Can you rewrite the items below with "rough mask" changed to "coarse mask" everywhere it occurs, keeping everything else the same?

↓↓↓

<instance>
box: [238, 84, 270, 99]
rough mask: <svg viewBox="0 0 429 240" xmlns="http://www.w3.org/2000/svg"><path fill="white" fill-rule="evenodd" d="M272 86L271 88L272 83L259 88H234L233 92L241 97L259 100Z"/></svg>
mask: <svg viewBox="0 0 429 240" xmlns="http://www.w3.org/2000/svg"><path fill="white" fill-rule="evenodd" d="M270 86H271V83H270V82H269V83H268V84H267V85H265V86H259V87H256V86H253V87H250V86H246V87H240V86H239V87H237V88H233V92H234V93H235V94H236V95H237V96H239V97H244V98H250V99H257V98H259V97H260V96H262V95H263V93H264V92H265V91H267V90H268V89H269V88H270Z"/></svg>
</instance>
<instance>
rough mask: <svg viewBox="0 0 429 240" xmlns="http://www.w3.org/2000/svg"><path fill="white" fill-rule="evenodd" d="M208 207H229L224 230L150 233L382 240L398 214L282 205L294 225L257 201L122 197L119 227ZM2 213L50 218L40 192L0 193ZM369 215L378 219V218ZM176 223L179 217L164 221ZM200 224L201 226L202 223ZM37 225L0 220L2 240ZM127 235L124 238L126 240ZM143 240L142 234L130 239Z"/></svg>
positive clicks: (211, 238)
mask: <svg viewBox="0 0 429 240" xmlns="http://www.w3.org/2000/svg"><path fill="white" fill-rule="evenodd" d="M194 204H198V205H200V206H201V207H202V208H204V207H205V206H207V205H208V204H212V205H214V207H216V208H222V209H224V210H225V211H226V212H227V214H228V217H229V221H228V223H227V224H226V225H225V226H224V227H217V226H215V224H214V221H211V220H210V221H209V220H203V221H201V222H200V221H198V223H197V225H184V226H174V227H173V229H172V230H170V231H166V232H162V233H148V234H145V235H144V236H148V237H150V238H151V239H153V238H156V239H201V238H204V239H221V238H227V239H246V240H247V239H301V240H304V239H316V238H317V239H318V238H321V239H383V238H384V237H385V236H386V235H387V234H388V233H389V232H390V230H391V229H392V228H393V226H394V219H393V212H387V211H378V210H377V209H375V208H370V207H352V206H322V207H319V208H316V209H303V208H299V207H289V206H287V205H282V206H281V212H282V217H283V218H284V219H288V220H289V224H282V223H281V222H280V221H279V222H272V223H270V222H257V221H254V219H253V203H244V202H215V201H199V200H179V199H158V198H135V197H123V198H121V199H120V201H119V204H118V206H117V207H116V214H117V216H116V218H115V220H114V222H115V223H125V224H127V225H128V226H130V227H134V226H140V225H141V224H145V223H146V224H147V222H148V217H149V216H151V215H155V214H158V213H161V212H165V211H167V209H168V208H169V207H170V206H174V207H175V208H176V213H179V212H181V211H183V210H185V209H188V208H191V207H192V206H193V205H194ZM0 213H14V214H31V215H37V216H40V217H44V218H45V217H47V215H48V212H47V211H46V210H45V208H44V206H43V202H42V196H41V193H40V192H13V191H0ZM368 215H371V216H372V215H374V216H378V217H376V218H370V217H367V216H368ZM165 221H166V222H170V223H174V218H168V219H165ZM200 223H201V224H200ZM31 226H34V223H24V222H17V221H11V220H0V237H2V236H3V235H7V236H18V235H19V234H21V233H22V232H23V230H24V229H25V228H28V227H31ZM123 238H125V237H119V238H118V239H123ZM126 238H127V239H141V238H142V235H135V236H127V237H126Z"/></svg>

↑↑↑

TASK OUTPUT ::
<instance>
box: [238, 84, 270, 99]
coarse mask: <svg viewBox="0 0 429 240" xmlns="http://www.w3.org/2000/svg"><path fill="white" fill-rule="evenodd" d="M272 86L271 88L272 83L259 88H234L233 92L241 97L259 100Z"/></svg>
mask: <svg viewBox="0 0 429 240" xmlns="http://www.w3.org/2000/svg"><path fill="white" fill-rule="evenodd" d="M270 86H271V83H270V82H269V83H268V84H267V85H265V86H259V87H256V86H253V87H250V86H246V87H240V86H239V87H237V88H233V92H234V93H235V94H236V95H237V96H239V97H244V98H250V99H257V98H259V97H260V96H262V95H263V93H264V92H265V91H267V90H268V89H269V88H270Z"/></svg>
</instance>
<instance>
coarse mask: <svg viewBox="0 0 429 240" xmlns="http://www.w3.org/2000/svg"><path fill="white" fill-rule="evenodd" d="M208 207H229L224 230L150 233L382 240L398 214L282 205L294 225L257 201L122 197L119 227ZM2 213L50 218L40 192L0 193ZM369 215L378 219V218ZM176 223L179 217L164 221ZM200 224L201 226L202 223ZM37 225L0 220L2 240ZM127 235L124 238L126 240ZM143 240L142 234L130 239Z"/></svg>
positive clicks: (211, 238)
mask: <svg viewBox="0 0 429 240" xmlns="http://www.w3.org/2000/svg"><path fill="white" fill-rule="evenodd" d="M194 204H198V205H200V206H201V207H202V208H204V207H205V206H207V205H208V204H212V205H214V207H216V208H222V209H224V210H225V211H226V212H227V214H228V217H229V221H228V223H227V224H226V225H225V226H224V227H217V226H215V224H214V221H211V220H210V221H209V220H203V221H201V222H200V221H198V223H197V225H184V226H174V227H173V229H172V230H170V231H166V232H162V233H148V234H145V235H144V236H148V237H150V238H151V239H153V238H156V239H201V238H204V239H221V238H227V239H246V240H247V239H301V240H304V239H316V238H317V239H318V238H321V239H383V238H384V237H385V236H386V235H387V234H388V233H389V232H390V230H391V229H392V228H393V226H394V219H393V212H387V211H378V210H377V209H375V208H370V207H352V206H322V207H319V208H316V209H303V208H299V207H289V206H287V205H282V206H281V212H282V217H283V218H284V219H288V220H289V224H282V223H281V222H280V221H279V222H272V223H270V222H257V221H254V219H253V203H244V202H215V201H199V200H179V199H158V198H135V197H123V198H121V199H120V201H119V204H118V206H117V207H116V214H117V216H116V218H115V220H114V222H115V223H125V224H127V225H128V226H130V227H134V226H140V225H141V224H145V223H146V224H147V222H148V217H149V216H151V215H155V214H158V213H161V212H165V211H167V209H168V208H169V207H170V206H174V207H175V208H176V213H179V212H181V211H183V210H185V209H188V208H191V207H192V206H193V205H194ZM0 213H14V214H31V215H37V216H40V217H44V218H45V217H47V215H48V212H47V211H46V210H45V208H44V206H43V202H42V196H41V193H40V192H13V191H0ZM368 215H371V216H372V215H374V216H378V217H376V218H370V217H367V216H368ZM165 221H166V222H170V223H174V218H168V219H165ZM200 223H201V224H200ZM31 226H34V223H24V222H17V221H11V220H0V237H2V236H3V235H7V236H18V235H19V234H21V233H22V232H23V230H24V229H25V228H28V227H31ZM123 238H125V237H119V238H118V239H123ZM126 238H127V239H141V238H142V235H135V236H127V237H126Z"/></svg>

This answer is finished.